BEGIN RAW DATA

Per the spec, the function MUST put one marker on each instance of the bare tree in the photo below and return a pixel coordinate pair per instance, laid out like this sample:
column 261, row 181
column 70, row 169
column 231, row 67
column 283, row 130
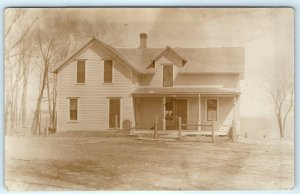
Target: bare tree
column 45, row 47
column 18, row 28
column 282, row 93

END RAW DATA

> ABOUT THIS EXERCISE
Nothing but an exact copy of the data, without pictures, should be returned.

> TASK OUTPUT
Per the spec, the function MUST put one marker on each instance of the bare tree in the photo below and return a pixel coordinate pair per instance, laid out like this sample:
column 261, row 181
column 70, row 169
column 231, row 67
column 283, row 130
Target: bare tree
column 45, row 47
column 18, row 28
column 282, row 93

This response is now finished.